### Image-grounded pointing data

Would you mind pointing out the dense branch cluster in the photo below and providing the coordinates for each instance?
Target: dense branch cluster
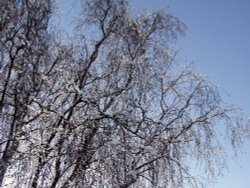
(113, 109)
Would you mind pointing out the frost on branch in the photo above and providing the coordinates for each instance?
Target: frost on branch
(112, 108)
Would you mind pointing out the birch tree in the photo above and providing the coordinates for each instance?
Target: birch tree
(113, 107)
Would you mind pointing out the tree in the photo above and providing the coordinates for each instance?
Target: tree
(112, 108)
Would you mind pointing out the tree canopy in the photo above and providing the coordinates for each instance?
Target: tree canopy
(112, 106)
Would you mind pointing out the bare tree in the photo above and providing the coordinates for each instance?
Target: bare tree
(112, 108)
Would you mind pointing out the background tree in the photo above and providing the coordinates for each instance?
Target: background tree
(112, 108)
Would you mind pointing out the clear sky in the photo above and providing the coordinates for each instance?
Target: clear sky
(218, 40)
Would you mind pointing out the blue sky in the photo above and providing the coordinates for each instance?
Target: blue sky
(218, 40)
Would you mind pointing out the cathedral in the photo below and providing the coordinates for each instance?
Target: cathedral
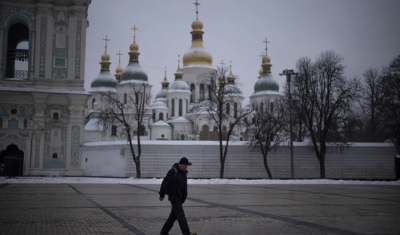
(46, 114)
(170, 115)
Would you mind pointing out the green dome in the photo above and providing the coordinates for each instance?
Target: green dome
(105, 79)
(133, 72)
(266, 83)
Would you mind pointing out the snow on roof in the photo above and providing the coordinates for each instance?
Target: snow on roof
(237, 143)
(42, 90)
(91, 125)
(260, 93)
(160, 123)
(179, 119)
(132, 180)
(102, 89)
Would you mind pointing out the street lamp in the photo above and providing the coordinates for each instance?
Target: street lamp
(288, 73)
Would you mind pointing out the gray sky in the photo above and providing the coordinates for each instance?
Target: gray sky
(365, 32)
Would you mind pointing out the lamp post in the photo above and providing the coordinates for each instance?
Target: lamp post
(288, 73)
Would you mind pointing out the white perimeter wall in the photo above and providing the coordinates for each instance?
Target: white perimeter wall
(375, 161)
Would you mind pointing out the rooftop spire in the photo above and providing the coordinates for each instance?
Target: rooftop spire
(134, 33)
(119, 58)
(105, 48)
(197, 9)
(266, 46)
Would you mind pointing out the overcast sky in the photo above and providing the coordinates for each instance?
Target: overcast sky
(365, 32)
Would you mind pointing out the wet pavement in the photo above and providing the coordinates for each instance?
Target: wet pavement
(210, 209)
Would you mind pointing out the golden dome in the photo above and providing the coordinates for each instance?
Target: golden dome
(266, 60)
(197, 25)
(119, 69)
(105, 57)
(134, 47)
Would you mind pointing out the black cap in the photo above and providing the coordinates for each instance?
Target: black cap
(184, 161)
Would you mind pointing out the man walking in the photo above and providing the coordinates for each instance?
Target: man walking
(175, 185)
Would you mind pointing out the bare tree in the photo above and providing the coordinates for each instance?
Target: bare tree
(323, 96)
(223, 92)
(391, 101)
(126, 116)
(370, 115)
(266, 126)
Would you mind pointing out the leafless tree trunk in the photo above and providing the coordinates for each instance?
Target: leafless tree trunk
(127, 114)
(267, 122)
(370, 115)
(323, 96)
(391, 101)
(223, 93)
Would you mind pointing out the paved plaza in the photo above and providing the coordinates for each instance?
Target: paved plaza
(210, 209)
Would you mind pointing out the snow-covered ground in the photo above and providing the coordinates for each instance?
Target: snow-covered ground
(92, 180)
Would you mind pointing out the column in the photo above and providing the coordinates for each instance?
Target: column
(41, 158)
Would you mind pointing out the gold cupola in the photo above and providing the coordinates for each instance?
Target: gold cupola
(105, 58)
(134, 48)
(231, 78)
(119, 69)
(197, 56)
(165, 82)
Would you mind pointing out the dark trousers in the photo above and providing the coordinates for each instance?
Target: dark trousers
(177, 213)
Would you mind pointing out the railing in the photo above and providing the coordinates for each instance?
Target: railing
(18, 54)
(21, 74)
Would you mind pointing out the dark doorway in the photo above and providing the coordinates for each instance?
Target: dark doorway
(11, 161)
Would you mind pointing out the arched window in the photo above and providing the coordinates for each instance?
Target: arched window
(172, 107)
(113, 130)
(193, 90)
(235, 110)
(180, 107)
(17, 52)
(202, 92)
(142, 130)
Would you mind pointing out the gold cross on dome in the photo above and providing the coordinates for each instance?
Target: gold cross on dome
(119, 59)
(134, 32)
(197, 9)
(107, 40)
(266, 43)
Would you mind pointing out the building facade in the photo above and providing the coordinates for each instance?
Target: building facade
(42, 98)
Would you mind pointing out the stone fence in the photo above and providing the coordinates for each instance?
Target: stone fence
(358, 161)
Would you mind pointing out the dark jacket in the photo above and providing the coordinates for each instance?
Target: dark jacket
(176, 184)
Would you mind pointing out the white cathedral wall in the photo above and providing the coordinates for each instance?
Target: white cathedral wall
(356, 162)
(158, 131)
(103, 161)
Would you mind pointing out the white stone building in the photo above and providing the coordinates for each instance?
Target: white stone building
(42, 98)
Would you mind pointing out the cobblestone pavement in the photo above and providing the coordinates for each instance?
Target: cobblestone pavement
(210, 209)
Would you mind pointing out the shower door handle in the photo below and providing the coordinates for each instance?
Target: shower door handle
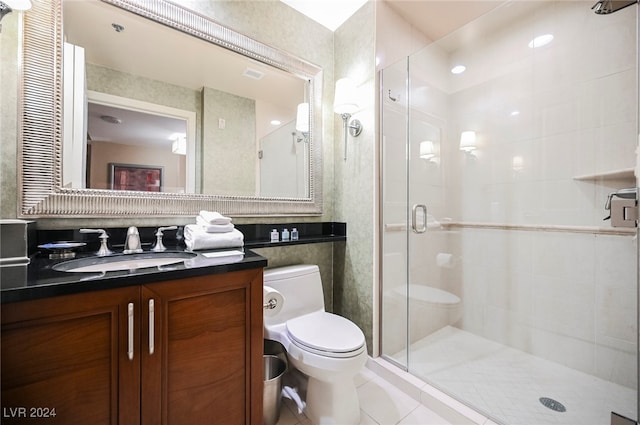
(414, 218)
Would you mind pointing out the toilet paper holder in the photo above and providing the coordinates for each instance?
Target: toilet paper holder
(623, 207)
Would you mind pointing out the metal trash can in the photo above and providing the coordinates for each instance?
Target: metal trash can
(273, 368)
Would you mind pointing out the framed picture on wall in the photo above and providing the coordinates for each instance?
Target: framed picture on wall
(146, 178)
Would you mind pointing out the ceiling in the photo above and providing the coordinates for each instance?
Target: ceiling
(437, 18)
(434, 18)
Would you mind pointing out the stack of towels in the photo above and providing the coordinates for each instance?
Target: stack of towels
(212, 231)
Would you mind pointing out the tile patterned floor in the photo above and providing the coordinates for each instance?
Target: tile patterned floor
(380, 404)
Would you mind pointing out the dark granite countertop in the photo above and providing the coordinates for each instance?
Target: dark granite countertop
(38, 279)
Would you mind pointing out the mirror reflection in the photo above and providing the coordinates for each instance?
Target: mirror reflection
(141, 97)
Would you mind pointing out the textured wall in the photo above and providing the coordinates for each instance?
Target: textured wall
(270, 22)
(229, 153)
(356, 176)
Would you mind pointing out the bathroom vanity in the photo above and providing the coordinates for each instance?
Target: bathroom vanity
(173, 347)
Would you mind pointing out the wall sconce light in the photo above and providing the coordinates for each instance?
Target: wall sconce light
(7, 6)
(302, 121)
(179, 145)
(346, 103)
(427, 150)
(468, 141)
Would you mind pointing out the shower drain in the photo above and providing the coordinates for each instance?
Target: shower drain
(552, 404)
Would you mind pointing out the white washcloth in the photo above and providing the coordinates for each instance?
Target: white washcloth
(214, 228)
(195, 237)
(213, 217)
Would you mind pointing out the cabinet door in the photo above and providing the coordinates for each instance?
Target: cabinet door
(206, 362)
(68, 356)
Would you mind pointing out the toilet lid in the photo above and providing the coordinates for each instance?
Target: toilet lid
(326, 334)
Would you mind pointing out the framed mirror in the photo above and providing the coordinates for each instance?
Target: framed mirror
(51, 185)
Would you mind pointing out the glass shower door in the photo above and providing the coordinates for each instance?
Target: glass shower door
(394, 215)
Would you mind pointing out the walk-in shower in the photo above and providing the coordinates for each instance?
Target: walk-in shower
(501, 283)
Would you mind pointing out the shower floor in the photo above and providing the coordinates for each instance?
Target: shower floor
(507, 384)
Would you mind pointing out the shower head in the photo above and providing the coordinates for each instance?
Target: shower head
(604, 7)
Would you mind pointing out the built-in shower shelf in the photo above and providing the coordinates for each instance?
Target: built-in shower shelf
(624, 174)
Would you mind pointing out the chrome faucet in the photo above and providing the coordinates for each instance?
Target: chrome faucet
(132, 243)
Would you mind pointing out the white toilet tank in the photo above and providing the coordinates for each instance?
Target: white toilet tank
(301, 287)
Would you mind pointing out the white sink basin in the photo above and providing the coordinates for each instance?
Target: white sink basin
(123, 262)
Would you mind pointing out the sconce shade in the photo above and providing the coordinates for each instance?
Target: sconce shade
(302, 118)
(468, 141)
(345, 100)
(427, 149)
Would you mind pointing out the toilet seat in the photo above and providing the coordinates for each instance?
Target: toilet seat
(326, 334)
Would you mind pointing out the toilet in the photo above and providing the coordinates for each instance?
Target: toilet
(329, 349)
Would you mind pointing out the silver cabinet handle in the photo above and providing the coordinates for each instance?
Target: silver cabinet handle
(414, 218)
(151, 326)
(130, 336)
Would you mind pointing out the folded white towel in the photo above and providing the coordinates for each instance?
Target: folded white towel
(195, 237)
(214, 228)
(213, 217)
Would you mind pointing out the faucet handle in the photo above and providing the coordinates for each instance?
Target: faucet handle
(132, 243)
(159, 246)
(104, 248)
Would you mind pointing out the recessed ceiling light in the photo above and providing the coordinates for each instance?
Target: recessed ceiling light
(458, 69)
(253, 73)
(117, 27)
(541, 40)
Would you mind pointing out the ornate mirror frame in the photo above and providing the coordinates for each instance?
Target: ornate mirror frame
(40, 125)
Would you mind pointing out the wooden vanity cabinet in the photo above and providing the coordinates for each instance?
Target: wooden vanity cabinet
(196, 354)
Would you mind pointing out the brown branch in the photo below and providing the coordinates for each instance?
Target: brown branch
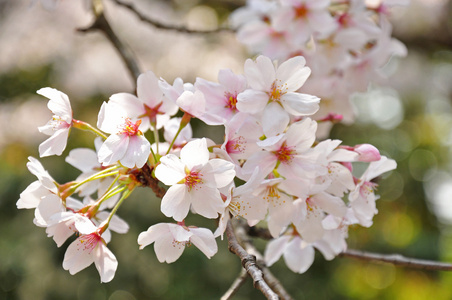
(398, 260)
(236, 285)
(272, 281)
(102, 24)
(159, 25)
(249, 263)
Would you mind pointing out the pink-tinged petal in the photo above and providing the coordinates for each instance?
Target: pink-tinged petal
(83, 159)
(105, 262)
(148, 89)
(218, 173)
(342, 180)
(137, 153)
(36, 168)
(130, 105)
(275, 249)
(168, 250)
(204, 240)
(275, 119)
(155, 232)
(117, 224)
(330, 204)
(195, 153)
(332, 244)
(31, 196)
(232, 82)
(77, 257)
(175, 203)
(207, 202)
(299, 256)
(63, 230)
(367, 153)
(84, 225)
(252, 101)
(264, 160)
(109, 118)
(55, 144)
(293, 73)
(113, 149)
(170, 170)
(301, 134)
(193, 103)
(179, 233)
(59, 103)
(260, 74)
(48, 206)
(300, 104)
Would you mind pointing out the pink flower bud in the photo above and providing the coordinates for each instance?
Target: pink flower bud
(367, 153)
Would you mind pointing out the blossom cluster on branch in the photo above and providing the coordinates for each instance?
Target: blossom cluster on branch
(346, 42)
(304, 189)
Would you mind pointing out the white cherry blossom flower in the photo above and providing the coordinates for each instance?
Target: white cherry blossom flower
(59, 126)
(126, 143)
(194, 181)
(272, 92)
(44, 186)
(170, 240)
(90, 248)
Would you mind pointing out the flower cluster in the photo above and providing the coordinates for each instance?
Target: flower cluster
(304, 190)
(346, 42)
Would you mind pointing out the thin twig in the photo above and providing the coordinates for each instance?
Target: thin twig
(398, 260)
(249, 263)
(273, 282)
(125, 53)
(236, 285)
(160, 25)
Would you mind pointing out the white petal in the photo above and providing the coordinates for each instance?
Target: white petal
(300, 104)
(105, 261)
(83, 159)
(170, 170)
(195, 153)
(219, 171)
(55, 144)
(148, 89)
(252, 101)
(299, 256)
(176, 202)
(204, 240)
(293, 73)
(113, 149)
(207, 202)
(275, 249)
(275, 119)
(137, 153)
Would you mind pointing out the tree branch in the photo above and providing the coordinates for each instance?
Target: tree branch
(236, 285)
(101, 23)
(159, 25)
(398, 260)
(272, 281)
(249, 263)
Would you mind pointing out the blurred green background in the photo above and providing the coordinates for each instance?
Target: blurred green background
(409, 120)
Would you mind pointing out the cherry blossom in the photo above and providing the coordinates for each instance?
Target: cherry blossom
(194, 181)
(272, 93)
(170, 240)
(90, 248)
(59, 126)
(126, 143)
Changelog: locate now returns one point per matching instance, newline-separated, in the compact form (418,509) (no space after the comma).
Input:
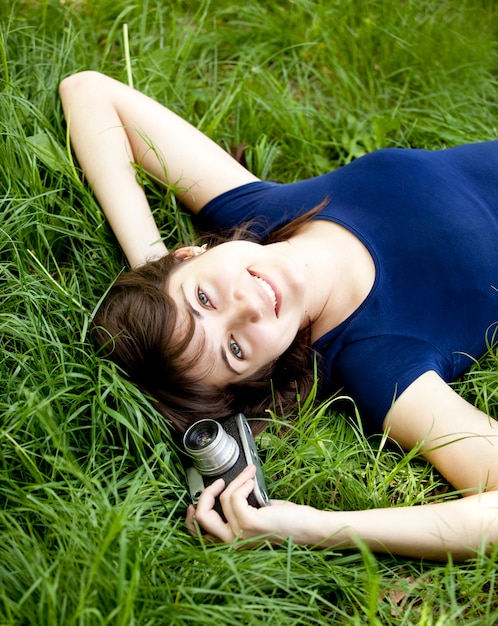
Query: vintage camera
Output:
(222,450)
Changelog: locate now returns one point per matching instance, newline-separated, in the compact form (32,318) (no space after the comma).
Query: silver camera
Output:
(222,450)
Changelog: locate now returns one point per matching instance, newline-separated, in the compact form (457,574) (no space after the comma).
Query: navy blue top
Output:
(430,222)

### Your task
Lines above containing "returns": give their number only.

### Response
3